**Texto proporcionado**:
········
A pocos metros, en las líneas del ferrocarrill plagadas por ambos lados de centenares de pequeñas tiendas de campaña, un grupo de refugiados monta una sentada de protesta. "No queremos comida, ni agua. Queremos que abran la frontera", grita uno de ellos. Poco después un joven, subido a los hombros de un compañero, enarbola una bandera de Alemania.
Algunos, pocos, se unen. La mayoría intenta proteger lo poco que queda de su vida anterior en los pequeños iglús de plástico que son ya el símbolo de este éxodo. Como en Lesbos o en Atenas, aquí también ante la escasez de una ayuda oficial que llega pero no da abasto, el caos es el único orden. Al lado de organizaciones como Médicos Sin Fronteras -la que más presencia tiene- trabajan pequeñas ONG y grupos de voluntarios de los que depende la supervivencia de esta gente.
Desde Salónica un grupo de ciudadanos llega a diario para ofrecer miles de vasos de té caliente. Pero hay quien se ha desplazado desde República Checa o Francia o Alemania para llenar los huecos del coladero de necesidades que hay en esta explanada de tierra y hierba fina: los voluntarios ayudan a limpiar, distribuyen lo que pueden. A veces, la falta de coordinación causa episodios peligrosos, como pasó el domingo, cuando llegó un camión cargado de leña que empezó a deslizar por el vehículo ante decenas de personas que se agolpaban para recoger alguna pieza.
········
Datos extraídos de una colección
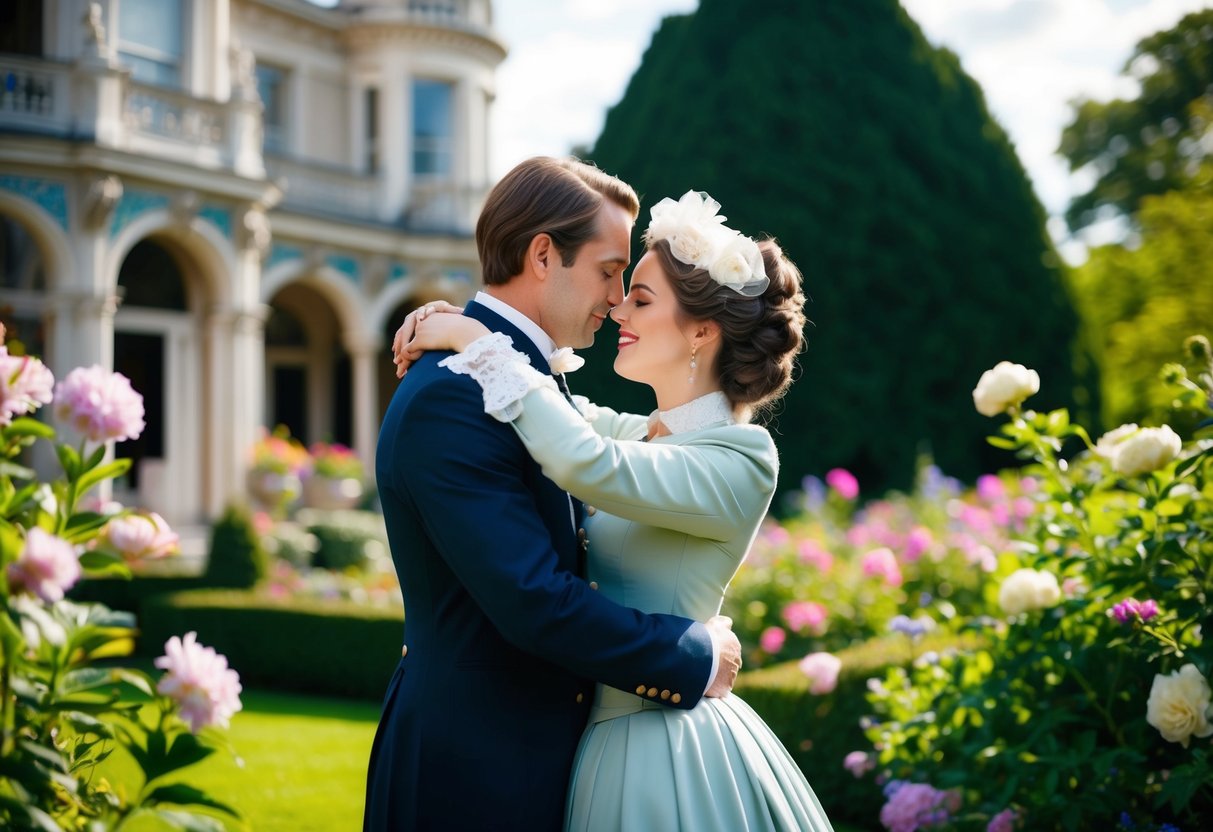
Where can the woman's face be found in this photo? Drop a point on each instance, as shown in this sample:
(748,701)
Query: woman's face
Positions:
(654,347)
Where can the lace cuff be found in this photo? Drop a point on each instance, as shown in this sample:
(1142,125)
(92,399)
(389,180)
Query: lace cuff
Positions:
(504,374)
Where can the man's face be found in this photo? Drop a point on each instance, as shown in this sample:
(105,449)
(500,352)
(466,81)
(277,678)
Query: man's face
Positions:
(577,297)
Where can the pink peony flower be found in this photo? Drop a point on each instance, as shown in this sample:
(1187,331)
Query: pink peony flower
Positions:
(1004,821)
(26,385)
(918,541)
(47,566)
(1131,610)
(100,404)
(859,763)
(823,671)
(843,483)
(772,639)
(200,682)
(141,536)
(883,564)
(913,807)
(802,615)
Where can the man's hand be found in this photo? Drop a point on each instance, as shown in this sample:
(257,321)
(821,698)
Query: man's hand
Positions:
········
**Tareas**:
a: Reescribe como lista el párrafo del texto sobre los refugiados que empieza por «Algunos, pocos, se unen» y conserva sus hechos principales.
b: Según el texto sobre los refugiados, ¿qué ofrece cada día el grupo de ciudadanos que llega desde Salónica?
c: Escribe la continuación del texto sobre los refugiados a partir de su última oración.

**Respuestas**:
a:
- Pocos se unen a la protesta; la mayoría intenta proteger lo que queda de su vida anterior en pequeños iglús de plástico, ya símbolo de este éxodo.
- Como en Lesbos o en Atenas, la ayuda oficial llega, pero no da abasto, y el caos es el único orden.
- Junto a Médicos Sin Fronteras, la organización con más presencia, trabajan pequeñas ONG y grupos de voluntarios de los que depende la supervivencia de esta gente.

b: Miles de vasos de té caliente.

c:
Quien no tiene madera alimenta las hogueras precarias montadas a la entrada de las tiendas con cartón, botellas y plásticos. Cuando es así, y pasa a menudo, un humo negro y espeso entra en la garganta y enrojece los ojos. Alrededor de los fuegos hay niños correteando entre la basura que, con el transcurso de los días, se ha ido esparciendo por el campo. Muchos tosen, otros, los más pequeños, lloran. Si hay dos ruidos que definen la situación aquí, son la tos y los llantos de los niños.
Justo al lado del paso de frontera está la pequeña Kur, una bebé siria de 9 meses que juega con su padre, sentado junto a su esposa con la espalda apoyada en la valla. Ella está embarazada de nuevo, de dos meses y gemelos. A pocos metros de la frontera están, al lado de las tiendas de campaña, una hilera de baños químicos. Cuando se levanta el viento el olor a pis y escrementos se hace insoportable. Pero muchos no quieren alejarse de la barrera porque aún esperan que la frontera, en algún momento, se vuelva a abrir.
Otros han renunciado a seguir por su cuenta el viaje emprendido hacia Alemania. "El domingo unas cien personas han pedido apuntarse al programa europeo de rehubicación", cuenta Bolach, de Acnur. Un programa que hasta ahora sólo ha reasentado algo más de 800 de los 160.000 refugiados que la UE se había comprometido a repartir.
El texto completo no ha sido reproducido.